(Data items)

+ + +

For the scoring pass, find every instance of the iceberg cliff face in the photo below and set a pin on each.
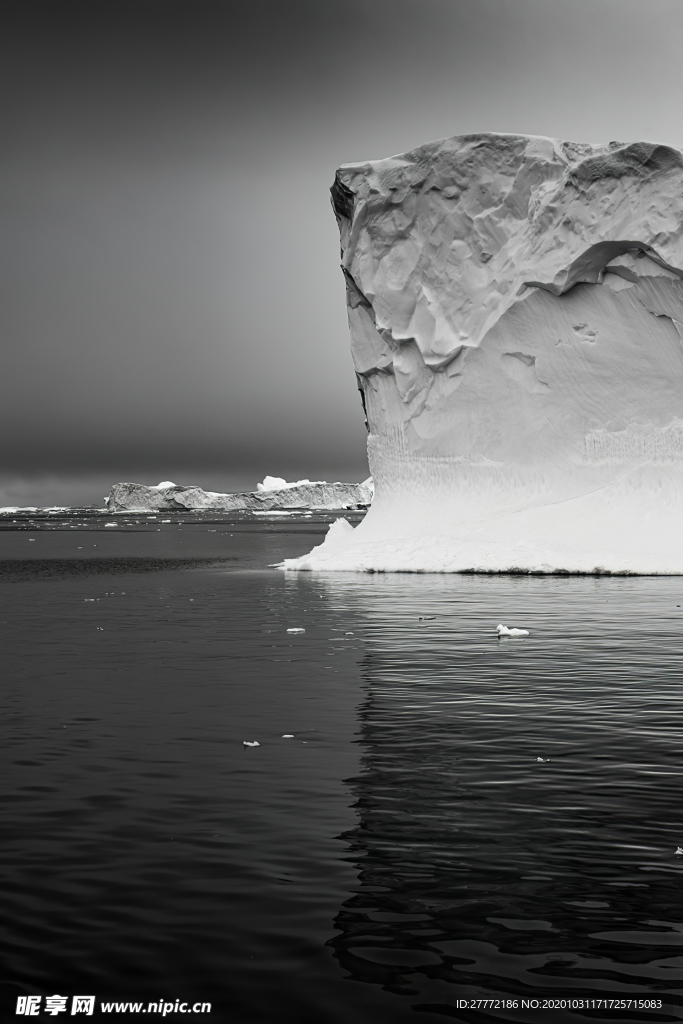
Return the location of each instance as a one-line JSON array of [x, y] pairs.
[[516, 314], [303, 495]]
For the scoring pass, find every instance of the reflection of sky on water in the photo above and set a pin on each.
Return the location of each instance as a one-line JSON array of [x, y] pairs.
[[483, 869]]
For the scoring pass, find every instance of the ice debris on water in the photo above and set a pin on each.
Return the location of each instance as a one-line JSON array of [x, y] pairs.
[[503, 631]]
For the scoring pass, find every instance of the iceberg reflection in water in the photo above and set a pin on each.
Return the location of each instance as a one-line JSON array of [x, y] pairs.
[[432, 814], [518, 800]]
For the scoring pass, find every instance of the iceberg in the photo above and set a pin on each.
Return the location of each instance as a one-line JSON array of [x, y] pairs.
[[302, 495], [515, 306]]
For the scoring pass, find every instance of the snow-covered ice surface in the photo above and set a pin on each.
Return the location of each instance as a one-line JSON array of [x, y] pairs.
[[513, 426], [273, 493]]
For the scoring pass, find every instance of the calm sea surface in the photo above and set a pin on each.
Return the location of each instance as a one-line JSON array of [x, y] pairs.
[[455, 817]]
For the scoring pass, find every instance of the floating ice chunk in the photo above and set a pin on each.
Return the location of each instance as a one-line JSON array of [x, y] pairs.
[[280, 483], [503, 631]]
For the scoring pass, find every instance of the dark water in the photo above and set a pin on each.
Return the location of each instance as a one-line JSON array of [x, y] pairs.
[[456, 818]]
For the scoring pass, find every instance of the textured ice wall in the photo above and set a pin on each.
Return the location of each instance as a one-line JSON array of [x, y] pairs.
[[303, 495], [515, 426]]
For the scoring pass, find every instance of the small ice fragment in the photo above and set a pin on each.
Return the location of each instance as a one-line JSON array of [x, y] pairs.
[[503, 631]]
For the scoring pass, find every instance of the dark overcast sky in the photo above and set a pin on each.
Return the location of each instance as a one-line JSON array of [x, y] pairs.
[[171, 300]]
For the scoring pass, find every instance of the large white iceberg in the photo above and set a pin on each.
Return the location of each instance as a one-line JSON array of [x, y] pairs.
[[516, 308], [273, 493]]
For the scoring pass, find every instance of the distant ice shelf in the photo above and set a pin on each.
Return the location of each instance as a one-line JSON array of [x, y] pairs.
[[516, 316], [273, 493]]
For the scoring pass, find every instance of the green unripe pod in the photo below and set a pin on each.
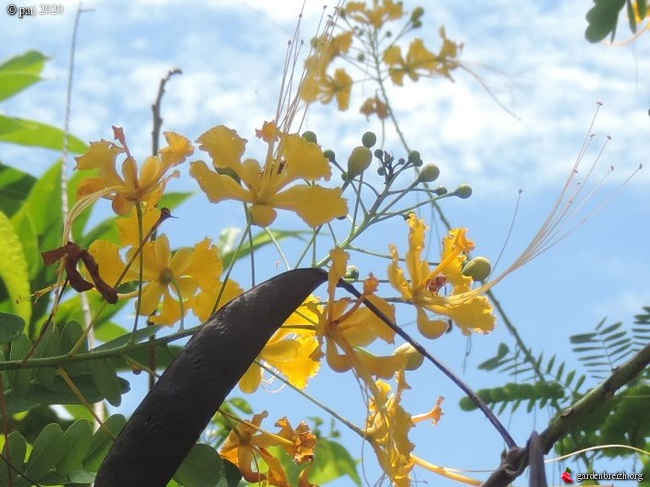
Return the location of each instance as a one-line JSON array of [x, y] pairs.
[[358, 161], [413, 358], [310, 137], [351, 273], [369, 139], [414, 156], [417, 13], [429, 173], [463, 191], [479, 268]]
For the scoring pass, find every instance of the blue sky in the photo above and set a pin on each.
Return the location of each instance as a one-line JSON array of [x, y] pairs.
[[532, 56]]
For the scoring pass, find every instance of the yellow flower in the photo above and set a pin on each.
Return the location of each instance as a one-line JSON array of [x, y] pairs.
[[243, 447], [269, 186], [418, 58], [288, 352], [387, 429], [132, 186], [344, 327], [377, 16], [470, 311], [174, 279], [323, 87]]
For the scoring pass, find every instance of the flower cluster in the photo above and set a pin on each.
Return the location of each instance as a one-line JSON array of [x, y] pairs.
[[368, 43], [268, 186]]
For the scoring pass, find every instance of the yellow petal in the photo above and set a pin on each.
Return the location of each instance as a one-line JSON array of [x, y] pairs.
[[178, 149], [151, 295], [251, 379], [101, 155], [430, 328], [224, 146], [314, 204], [297, 362], [128, 227], [107, 257], [304, 159]]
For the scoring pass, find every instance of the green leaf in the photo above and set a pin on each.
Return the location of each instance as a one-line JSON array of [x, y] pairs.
[[631, 17], [231, 475], [46, 452], [202, 467], [602, 19], [20, 72], [332, 461], [15, 186], [14, 270], [20, 378], [137, 337], [173, 199], [76, 442], [11, 327], [582, 338], [101, 442], [14, 451], [59, 393], [106, 380], [36, 134]]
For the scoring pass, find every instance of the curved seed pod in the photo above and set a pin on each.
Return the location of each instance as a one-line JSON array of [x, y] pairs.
[[172, 416]]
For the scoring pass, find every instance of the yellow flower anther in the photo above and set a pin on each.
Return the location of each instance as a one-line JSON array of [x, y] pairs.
[[479, 268], [310, 137], [369, 139]]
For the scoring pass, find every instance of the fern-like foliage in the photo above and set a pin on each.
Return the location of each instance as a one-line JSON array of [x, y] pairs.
[[539, 382], [601, 350]]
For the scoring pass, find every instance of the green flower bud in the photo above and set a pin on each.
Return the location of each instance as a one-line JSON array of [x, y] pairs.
[[413, 358], [329, 153], [351, 273], [463, 191], [417, 13], [414, 156], [429, 173], [369, 139], [310, 137], [358, 161], [479, 268]]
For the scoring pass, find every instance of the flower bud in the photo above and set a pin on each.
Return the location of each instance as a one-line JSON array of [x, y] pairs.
[[369, 139], [358, 161], [479, 268], [310, 137], [413, 358], [414, 156], [463, 191], [351, 273], [429, 173], [262, 215], [417, 13]]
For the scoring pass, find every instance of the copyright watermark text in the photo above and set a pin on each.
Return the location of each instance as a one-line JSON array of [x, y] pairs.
[[35, 10]]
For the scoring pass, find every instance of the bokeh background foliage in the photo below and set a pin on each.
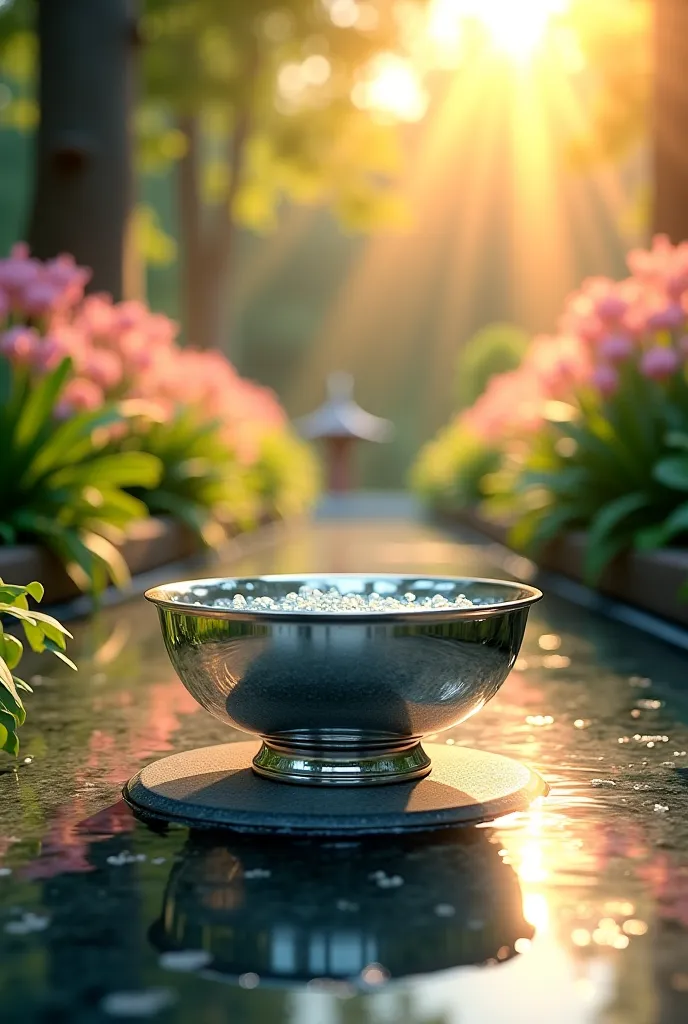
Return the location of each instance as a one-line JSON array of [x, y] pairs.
[[362, 185]]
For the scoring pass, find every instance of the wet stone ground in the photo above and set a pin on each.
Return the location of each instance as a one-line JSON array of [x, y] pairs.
[[575, 911]]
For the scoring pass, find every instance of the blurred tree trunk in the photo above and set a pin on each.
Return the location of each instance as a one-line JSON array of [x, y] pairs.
[[670, 214], [83, 188], [203, 264]]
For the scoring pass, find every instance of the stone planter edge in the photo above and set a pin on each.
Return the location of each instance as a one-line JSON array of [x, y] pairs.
[[647, 580]]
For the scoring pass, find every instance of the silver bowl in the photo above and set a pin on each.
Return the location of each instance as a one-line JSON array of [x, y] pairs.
[[343, 698]]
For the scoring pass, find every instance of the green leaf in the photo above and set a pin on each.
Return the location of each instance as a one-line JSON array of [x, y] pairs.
[[124, 469], [8, 592], [12, 649], [6, 678], [5, 381], [673, 472], [12, 704], [37, 590], [34, 637], [659, 536], [677, 438], [49, 625], [10, 743], [110, 556], [70, 442], [7, 534], [602, 546], [37, 411], [57, 651]]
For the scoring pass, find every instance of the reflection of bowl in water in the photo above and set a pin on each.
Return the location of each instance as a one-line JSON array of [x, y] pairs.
[[343, 697], [294, 911]]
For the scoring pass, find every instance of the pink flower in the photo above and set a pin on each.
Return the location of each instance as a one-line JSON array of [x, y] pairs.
[[658, 363], [39, 298], [19, 344], [610, 308], [102, 367], [50, 352], [17, 273], [80, 395], [605, 379], [97, 315], [616, 347], [672, 316]]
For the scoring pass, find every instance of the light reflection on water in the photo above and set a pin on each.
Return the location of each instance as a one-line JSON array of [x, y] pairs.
[[603, 877]]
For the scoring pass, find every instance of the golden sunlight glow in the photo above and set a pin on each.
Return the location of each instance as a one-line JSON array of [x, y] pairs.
[[514, 29], [391, 87]]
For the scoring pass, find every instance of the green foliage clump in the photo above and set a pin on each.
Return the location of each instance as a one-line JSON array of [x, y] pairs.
[[619, 475], [286, 475], [496, 349], [60, 482], [42, 633], [202, 483], [452, 470]]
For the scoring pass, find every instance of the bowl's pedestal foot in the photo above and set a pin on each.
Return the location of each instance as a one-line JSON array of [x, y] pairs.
[[215, 787], [307, 764]]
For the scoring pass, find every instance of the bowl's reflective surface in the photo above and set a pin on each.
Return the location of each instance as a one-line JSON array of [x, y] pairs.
[[603, 876], [343, 698]]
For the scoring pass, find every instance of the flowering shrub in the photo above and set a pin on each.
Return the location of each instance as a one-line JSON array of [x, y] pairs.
[[593, 426], [206, 428]]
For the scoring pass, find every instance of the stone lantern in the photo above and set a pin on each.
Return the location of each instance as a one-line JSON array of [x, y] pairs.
[[340, 424]]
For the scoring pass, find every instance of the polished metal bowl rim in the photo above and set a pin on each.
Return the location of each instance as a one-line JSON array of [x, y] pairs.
[[160, 597]]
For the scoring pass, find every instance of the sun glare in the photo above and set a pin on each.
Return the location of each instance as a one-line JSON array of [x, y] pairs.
[[514, 29], [392, 88]]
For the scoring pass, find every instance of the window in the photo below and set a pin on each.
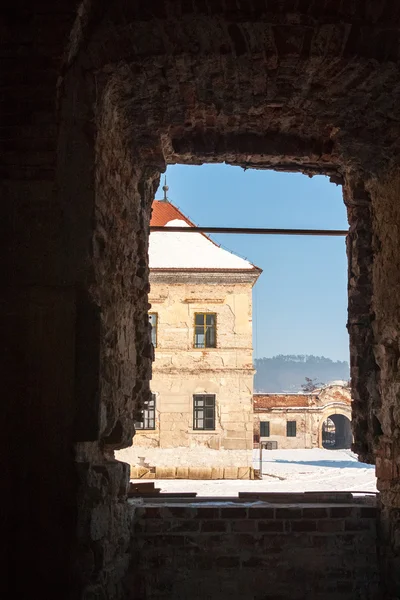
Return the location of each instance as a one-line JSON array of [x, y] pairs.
[[204, 411], [205, 330], [149, 415], [153, 320], [264, 428], [291, 428]]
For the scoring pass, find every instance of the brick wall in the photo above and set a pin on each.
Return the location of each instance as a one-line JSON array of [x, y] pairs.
[[254, 552]]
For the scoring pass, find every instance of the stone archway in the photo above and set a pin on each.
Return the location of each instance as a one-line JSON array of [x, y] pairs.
[[285, 85], [336, 432]]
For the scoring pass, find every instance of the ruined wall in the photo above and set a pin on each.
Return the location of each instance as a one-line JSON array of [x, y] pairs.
[[384, 193], [296, 86], [309, 412], [292, 551]]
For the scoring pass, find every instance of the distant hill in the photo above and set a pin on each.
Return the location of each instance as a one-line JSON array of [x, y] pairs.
[[287, 373]]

+ + +

Repeat the material word for word, starting at the line that contains "For the scoring pass, find every instance of the flowering" and stopping after the line that contains "[[340, 424]]".

For the scoring pass, find every instance of the flowering shrub in the photo above and set a pin on each.
Return the location of each instance as a one-line JSON array of [x, y] pairs.
[[593, 426], [206, 428]]
For the scoring pass, find every instance of the stone lantern in the photo above and set a pin on each.
Return the location of each instance as a one-line JSON array of [x, y] pairs.
[[340, 424]]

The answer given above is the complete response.